**Task directions**
Reproduce word for word the part of the records below that opens with the line containing "Please give the outline of every instance of the green" and closes with the last line of the records.

:: Information supplied ::

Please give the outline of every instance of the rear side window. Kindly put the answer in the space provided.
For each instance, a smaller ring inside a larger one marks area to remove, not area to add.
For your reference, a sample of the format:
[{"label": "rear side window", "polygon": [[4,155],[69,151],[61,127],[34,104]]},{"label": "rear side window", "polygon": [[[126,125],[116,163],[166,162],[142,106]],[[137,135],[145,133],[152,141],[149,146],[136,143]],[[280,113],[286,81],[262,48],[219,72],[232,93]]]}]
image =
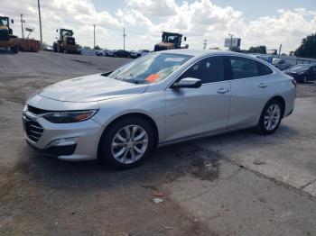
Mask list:
[{"label": "rear side window", "polygon": [[180,79],[194,77],[202,80],[202,84],[224,80],[224,59],[215,56],[201,59],[185,71]]},{"label": "rear side window", "polygon": [[239,57],[229,59],[232,79],[259,77],[259,67],[256,60]]},{"label": "rear side window", "polygon": [[266,76],[274,73],[274,71],[267,66],[265,66],[263,63],[258,62],[259,66],[259,75],[260,76]]}]

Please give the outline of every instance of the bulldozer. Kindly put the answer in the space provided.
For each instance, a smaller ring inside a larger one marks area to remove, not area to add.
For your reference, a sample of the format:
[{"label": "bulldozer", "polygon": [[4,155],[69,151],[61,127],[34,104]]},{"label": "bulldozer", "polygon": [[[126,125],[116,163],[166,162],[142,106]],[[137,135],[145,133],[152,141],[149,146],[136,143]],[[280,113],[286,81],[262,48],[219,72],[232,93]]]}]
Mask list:
[{"label": "bulldozer", "polygon": [[17,36],[14,35],[10,28],[10,23],[14,23],[14,20],[7,16],[0,16],[0,48],[10,50],[13,53],[18,53],[19,46]]},{"label": "bulldozer", "polygon": [[60,37],[56,38],[57,41],[54,41],[52,48],[54,52],[60,53],[79,53],[79,45],[76,44],[75,38],[73,37],[73,32],[71,30],[60,29],[56,30],[60,32]]},{"label": "bulldozer", "polygon": [[[182,37],[180,33],[163,32],[162,41],[154,45],[153,50],[188,49],[189,44],[181,47]],[[184,37],[183,41],[186,41],[187,37]]]}]

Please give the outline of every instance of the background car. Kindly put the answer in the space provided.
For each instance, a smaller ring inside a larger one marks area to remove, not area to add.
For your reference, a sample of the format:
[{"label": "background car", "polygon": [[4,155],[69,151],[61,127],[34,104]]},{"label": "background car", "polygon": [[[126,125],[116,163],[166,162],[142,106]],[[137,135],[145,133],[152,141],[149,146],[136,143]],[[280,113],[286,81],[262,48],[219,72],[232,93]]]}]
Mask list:
[{"label": "background car", "polygon": [[124,50],[115,50],[113,53],[115,58],[129,58],[129,52]]},{"label": "background car", "polygon": [[106,51],[103,50],[97,50],[97,51],[96,51],[96,55],[97,55],[97,56],[103,56],[103,57],[105,57],[105,56],[106,56]]},{"label": "background car", "polygon": [[300,83],[316,80],[316,65],[298,64],[283,72]]},{"label": "background car", "polygon": [[291,68],[291,64],[287,63],[283,59],[273,59],[272,64],[280,70],[284,70]]},{"label": "background car", "polygon": [[50,46],[50,45],[44,45],[44,46],[42,46],[42,50],[48,50],[48,51],[53,51],[52,46]]}]

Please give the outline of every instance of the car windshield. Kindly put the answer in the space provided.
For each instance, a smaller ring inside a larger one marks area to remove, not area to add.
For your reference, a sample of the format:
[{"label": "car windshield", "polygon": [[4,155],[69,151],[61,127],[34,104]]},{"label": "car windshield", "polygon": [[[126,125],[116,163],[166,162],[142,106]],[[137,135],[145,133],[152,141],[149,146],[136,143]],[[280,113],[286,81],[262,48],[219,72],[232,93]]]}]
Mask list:
[{"label": "car windshield", "polygon": [[153,84],[163,80],[192,56],[153,53],[116,69],[108,77],[134,84]]},{"label": "car windshield", "polygon": [[296,65],[291,68],[291,69],[308,69],[310,65]]}]

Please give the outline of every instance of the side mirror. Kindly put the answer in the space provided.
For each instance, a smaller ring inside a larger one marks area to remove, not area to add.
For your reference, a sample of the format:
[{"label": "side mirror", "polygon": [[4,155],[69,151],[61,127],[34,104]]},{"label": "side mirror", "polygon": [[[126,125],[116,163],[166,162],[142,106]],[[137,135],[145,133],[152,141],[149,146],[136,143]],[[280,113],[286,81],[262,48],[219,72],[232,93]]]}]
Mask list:
[{"label": "side mirror", "polygon": [[184,77],[179,82],[174,83],[172,88],[177,89],[181,87],[199,88],[202,86],[202,81],[194,77]]}]

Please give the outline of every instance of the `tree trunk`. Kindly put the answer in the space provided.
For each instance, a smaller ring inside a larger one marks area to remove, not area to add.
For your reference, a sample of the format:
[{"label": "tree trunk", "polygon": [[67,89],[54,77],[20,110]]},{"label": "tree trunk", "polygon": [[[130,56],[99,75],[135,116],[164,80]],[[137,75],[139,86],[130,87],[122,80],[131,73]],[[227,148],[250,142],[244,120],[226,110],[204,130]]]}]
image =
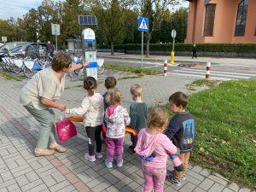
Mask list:
[{"label": "tree trunk", "polygon": [[147,55],[146,57],[149,57],[149,42],[150,42],[150,33],[147,32]]},{"label": "tree trunk", "polygon": [[111,55],[113,55],[113,42],[111,42]]},{"label": "tree trunk", "polygon": [[146,55],[147,57],[149,56],[149,41],[150,39],[147,40],[147,55]]}]

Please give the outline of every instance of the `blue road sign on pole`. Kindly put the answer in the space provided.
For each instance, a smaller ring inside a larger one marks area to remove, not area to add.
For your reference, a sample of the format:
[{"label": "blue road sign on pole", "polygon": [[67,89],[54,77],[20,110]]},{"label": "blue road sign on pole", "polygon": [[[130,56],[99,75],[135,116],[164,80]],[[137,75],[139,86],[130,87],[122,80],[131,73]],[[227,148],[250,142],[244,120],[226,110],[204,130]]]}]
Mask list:
[{"label": "blue road sign on pole", "polygon": [[137,28],[140,32],[148,31],[148,19],[147,17],[138,17]]}]

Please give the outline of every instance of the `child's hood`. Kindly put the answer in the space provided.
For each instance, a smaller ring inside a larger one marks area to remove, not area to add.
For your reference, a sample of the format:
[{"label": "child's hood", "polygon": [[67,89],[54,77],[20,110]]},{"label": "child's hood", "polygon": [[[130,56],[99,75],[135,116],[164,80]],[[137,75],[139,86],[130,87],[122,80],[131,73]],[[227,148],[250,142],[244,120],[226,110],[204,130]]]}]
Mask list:
[{"label": "child's hood", "polygon": [[108,119],[113,122],[118,119],[119,114],[120,114],[122,112],[123,112],[123,108],[119,105],[119,106],[111,105],[106,110]]},{"label": "child's hood", "polygon": [[149,134],[146,131],[146,129],[142,130],[141,143],[138,148],[135,150],[137,154],[143,156],[149,156],[155,150],[155,146],[158,140],[160,137],[160,134]]},{"label": "child's hood", "polygon": [[101,94],[95,93],[93,96],[88,96],[88,99],[94,108],[103,108],[103,97]]}]

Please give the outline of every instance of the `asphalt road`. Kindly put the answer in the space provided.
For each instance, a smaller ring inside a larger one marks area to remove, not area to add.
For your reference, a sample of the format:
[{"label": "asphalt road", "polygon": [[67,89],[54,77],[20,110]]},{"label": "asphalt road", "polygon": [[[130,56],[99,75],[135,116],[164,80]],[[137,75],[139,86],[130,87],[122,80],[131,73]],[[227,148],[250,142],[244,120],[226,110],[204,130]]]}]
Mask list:
[{"label": "asphalt road", "polygon": [[[105,58],[105,63],[125,67],[141,67],[141,61],[137,59]],[[179,67],[178,64],[183,64]],[[163,71],[163,62],[160,61],[143,61],[143,67]],[[176,65],[168,65],[168,73],[178,76],[198,77],[204,79],[206,74],[206,63],[177,61]],[[212,79],[256,79],[256,63],[241,64],[218,64],[211,66],[210,77]]]}]

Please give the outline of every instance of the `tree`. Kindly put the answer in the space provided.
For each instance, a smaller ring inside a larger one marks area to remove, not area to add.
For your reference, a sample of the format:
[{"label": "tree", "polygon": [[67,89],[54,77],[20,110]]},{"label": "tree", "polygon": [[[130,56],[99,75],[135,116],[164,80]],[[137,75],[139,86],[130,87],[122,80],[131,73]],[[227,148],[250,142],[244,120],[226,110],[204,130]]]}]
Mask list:
[{"label": "tree", "polygon": [[125,37],[125,10],[131,6],[132,1],[92,0],[90,5],[96,15],[98,28],[106,36],[107,43],[111,44],[111,55],[113,55],[113,44],[123,43]]},{"label": "tree", "polygon": [[168,7],[178,4],[184,0],[139,0],[143,16],[149,20],[149,29],[146,35],[147,56],[149,56],[149,42],[154,31],[160,30],[163,15]]},{"label": "tree", "polygon": [[86,15],[83,1],[67,0],[63,4],[63,20],[61,29],[63,40],[80,38],[83,26],[79,26],[79,15]]}]

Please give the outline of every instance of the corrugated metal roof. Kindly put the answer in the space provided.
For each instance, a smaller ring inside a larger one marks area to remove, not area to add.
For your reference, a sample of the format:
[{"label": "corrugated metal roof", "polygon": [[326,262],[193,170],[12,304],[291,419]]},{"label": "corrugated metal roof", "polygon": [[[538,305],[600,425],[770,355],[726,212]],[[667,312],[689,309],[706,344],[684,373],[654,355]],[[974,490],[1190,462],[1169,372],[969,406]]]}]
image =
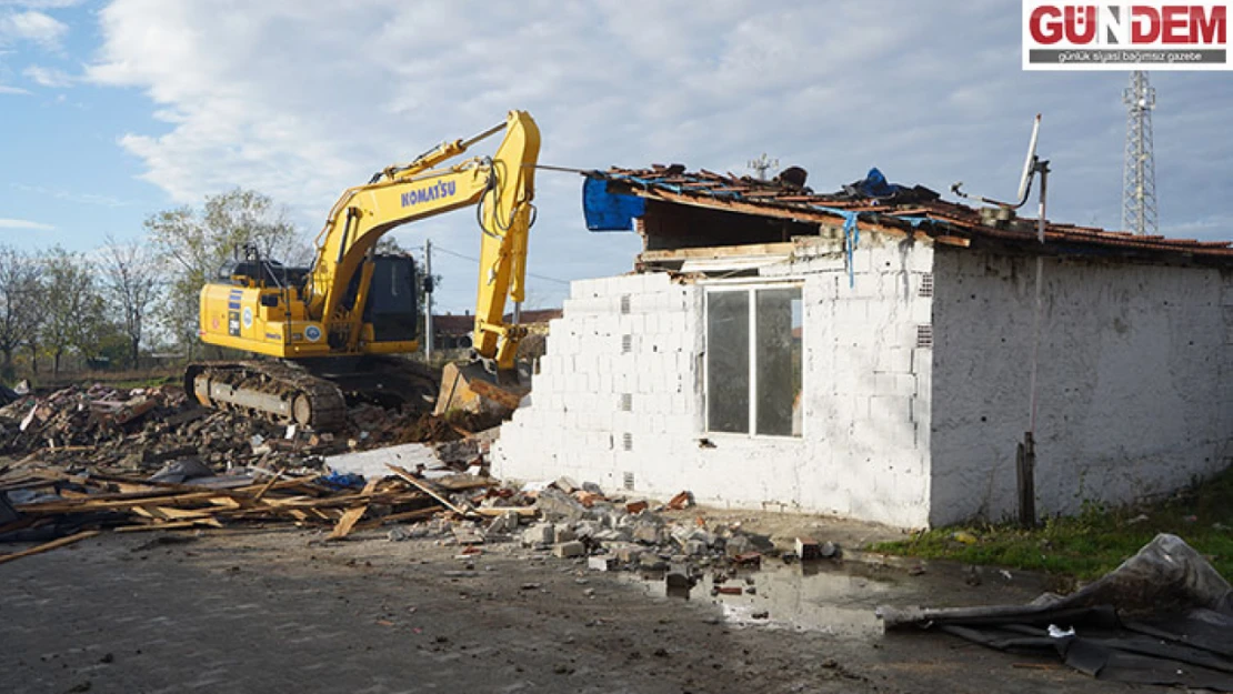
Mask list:
[{"label": "corrugated metal roof", "polygon": [[[624,192],[652,200],[665,200],[732,210],[745,213],[793,212],[801,219],[842,218],[857,214],[858,223],[915,228],[931,235],[957,235],[961,238],[988,238],[999,242],[1036,242],[1036,219],[1018,217],[1009,227],[995,227],[981,219],[980,211],[965,205],[947,202],[937,194],[916,186],[899,189],[889,197],[863,197],[850,189],[836,194],[815,194],[803,186],[779,181],[762,181],[750,176],[723,175],[705,169],[689,173],[684,166],[652,165],[650,169],[612,168],[594,171],[592,176],[607,179]],[[1110,232],[1095,227],[1081,227],[1058,222],[1046,222],[1047,244],[1065,245],[1081,250],[1124,250],[1129,253],[1154,251],[1168,255],[1184,254],[1221,260],[1233,260],[1231,242],[1200,242],[1166,237],[1139,237],[1126,232]]]}]

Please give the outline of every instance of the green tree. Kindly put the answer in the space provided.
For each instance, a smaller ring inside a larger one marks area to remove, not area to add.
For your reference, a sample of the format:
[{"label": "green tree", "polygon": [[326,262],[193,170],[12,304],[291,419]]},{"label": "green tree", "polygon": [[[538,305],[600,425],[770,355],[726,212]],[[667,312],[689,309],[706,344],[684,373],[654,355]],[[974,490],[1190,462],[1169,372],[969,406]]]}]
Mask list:
[{"label": "green tree", "polygon": [[141,367],[145,317],[158,298],[159,267],[144,244],[121,244],[107,237],[100,272],[109,313],[118,317],[118,328],[128,341],[128,362]]},{"label": "green tree", "polygon": [[69,350],[91,356],[106,330],[102,296],[94,269],[79,253],[54,247],[43,258],[42,345],[52,355],[52,374],[59,375]]},{"label": "green tree", "polygon": [[158,212],[145,219],[145,229],[165,258],[163,323],[190,357],[197,345],[201,287],[216,280],[244,245],[253,244],[264,258],[286,264],[303,263],[309,253],[286,212],[252,190],[208,196],[200,210],[185,206]]},{"label": "green tree", "polygon": [[12,354],[32,344],[42,313],[42,266],[30,255],[0,245],[0,376],[15,376]]}]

:::

**Solution to this task**
Please give the outline of every instance of the green tree. Kindly put the answer in the space provided.
For each instance, a smaller ring inside a larger one marks area to remove, not area to add.
For your reference, a sample of the format:
[{"label": "green tree", "polygon": [[326,262],[193,170],[12,304],[291,419]]},{"label": "green tree", "polygon": [[[538,305],[600,425],[770,355],[726,212]],[[667,312],[689,309],[706,344],[684,373],[654,355]],[[974,490],[1190,462],[1169,372],[969,406]]]}]
Mask list:
[{"label": "green tree", "polygon": [[141,367],[145,317],[158,298],[159,267],[144,244],[121,244],[107,237],[100,272],[109,313],[118,317],[118,328],[128,341],[128,362]]},{"label": "green tree", "polygon": [[69,350],[91,356],[106,330],[102,296],[94,269],[79,253],[54,247],[43,258],[42,345],[52,355],[52,374],[59,375]]},{"label": "green tree", "polygon": [[158,212],[145,219],[145,229],[165,258],[163,323],[190,357],[197,345],[201,287],[216,280],[244,245],[253,244],[264,258],[286,264],[303,263],[309,253],[286,212],[252,190],[208,196],[200,210],[185,206]]},{"label": "green tree", "polygon": [[12,354],[32,344],[42,313],[42,266],[30,255],[0,245],[0,376],[15,376]]}]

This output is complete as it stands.